* [Given instruction]:
Copy the material below, swapping each "Tag" for "Mark" and keeping everything else the same.

* [Material for this task]:
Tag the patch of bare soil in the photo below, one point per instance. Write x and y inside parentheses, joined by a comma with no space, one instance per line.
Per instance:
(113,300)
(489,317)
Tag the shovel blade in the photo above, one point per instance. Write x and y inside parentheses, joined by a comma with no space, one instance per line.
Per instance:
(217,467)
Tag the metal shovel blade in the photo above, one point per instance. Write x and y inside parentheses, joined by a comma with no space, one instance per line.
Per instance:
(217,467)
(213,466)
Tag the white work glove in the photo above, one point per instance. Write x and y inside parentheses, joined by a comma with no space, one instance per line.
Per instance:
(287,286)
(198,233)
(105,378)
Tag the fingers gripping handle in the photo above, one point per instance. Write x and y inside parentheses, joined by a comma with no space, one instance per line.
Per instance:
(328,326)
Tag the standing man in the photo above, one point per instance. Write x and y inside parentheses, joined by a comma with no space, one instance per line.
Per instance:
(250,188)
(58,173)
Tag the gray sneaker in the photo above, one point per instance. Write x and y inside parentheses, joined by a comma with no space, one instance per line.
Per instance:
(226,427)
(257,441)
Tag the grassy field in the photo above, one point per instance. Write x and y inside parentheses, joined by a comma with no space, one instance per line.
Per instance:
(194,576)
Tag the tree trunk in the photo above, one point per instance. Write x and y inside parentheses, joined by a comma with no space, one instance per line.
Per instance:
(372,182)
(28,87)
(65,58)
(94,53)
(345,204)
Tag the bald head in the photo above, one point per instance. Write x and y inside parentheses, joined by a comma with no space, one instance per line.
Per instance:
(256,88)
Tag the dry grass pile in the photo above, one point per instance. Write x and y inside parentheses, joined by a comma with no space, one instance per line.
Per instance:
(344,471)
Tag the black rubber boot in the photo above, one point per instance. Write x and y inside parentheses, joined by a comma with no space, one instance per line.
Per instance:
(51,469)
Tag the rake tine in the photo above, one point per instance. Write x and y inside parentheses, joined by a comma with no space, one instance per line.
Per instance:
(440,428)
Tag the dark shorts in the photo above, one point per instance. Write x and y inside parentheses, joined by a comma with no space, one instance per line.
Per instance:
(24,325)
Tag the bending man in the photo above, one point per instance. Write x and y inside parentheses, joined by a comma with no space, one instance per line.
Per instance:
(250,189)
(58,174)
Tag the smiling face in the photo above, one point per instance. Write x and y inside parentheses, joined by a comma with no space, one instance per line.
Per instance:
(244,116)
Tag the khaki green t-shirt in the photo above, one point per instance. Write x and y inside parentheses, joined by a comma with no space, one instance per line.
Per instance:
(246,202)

* [Written solution]:
Mark the patch of bare soil in the photo below, one point per instance. Write x and y inside parentheses, joined by a comma with no space, one instance per line.
Per instance:
(113,300)
(489,317)
Mark the shovel blade in the photo above, one point per instance. Write x and y inside parentheses, joined by a comma with no space, one instance per line.
Per instance:
(217,467)
Mark the metal shovel blade in the photo above, one point per instance. Write x and y inside parentheses, joined by a comma with no space, one instance per line.
Per instance:
(217,467)
(213,466)
Mark the white work glove in the photo above, one point per instance. Write x and y inside parentheses, joined by a comma with no space, one instance per line.
Per instance:
(287,286)
(198,233)
(105,378)
Mark the fingers gripping handle in the photo above, one point per instance. Write x and y inside parentheses, joined by a comma with no space, one instance per line.
Per instance:
(328,326)
Mark the standing man in the photo above, one point per instance. Write x and y inside parentheses, joined by a comma with no space, one instance per line.
Per instance:
(250,188)
(58,173)
Mark the gray sneaker in the photo above, one point per instance. Write x and y inside parentheses, joined by a comma with no space, one instance per line.
Per instance:
(226,427)
(257,441)
Mark the grassy field in the photo above, one point per instance. Write x and y inside parentheses, joined by a comma with no space, one instance per line.
Per instance:
(194,576)
Mark the tree trunk in the photo above, one point per instance. Write x and y inside parentheses, joined by a comma with no space, one instance per line.
Per instance:
(372,182)
(28,87)
(65,58)
(94,53)
(345,204)
Mark the bald head in the photo above, one point per instance. Write x and y inside parentheses, joined by a comma with no space, one instance per line.
Per instance:
(256,88)
Mark the dry grass pile in the photo above, one point per instance. Write x and y inside parentheses, joined by a comma with no space, one instance per line.
Per instance:
(344,471)
Mark the black rubber boot in the photo above, one point per instance. Write x and y inside parentheses, joined by a comma with no space, one instance per line.
Per instance:
(51,469)
Mark the rake tine in the photo above, one point per instance. Write x and y inside parentheses, joined by a comma with no space, one instance per line.
Per instance:
(440,428)
Mark the dark shorts in the photo above, one point per instance. Write x and y inside parentheses, joined by a comma with no space, one instance per line.
Per instance:
(24,325)
Mark the bending man in the photo above, one point per instance. Write x and y inside parentheses, joined by a comma with no space, one instance per line.
Per instance:
(250,189)
(58,174)
Mark the smiling face in the photo above, one point per instance. Write x and y inside parentheses, joined by a comma with no space, one instance per line.
Per instance:
(244,116)
Mark the khaki green t-shirt in the photo above, one point per instance. Write x and y inside parentheses, joined by a comma with no space, one instance per line.
Per instance:
(246,202)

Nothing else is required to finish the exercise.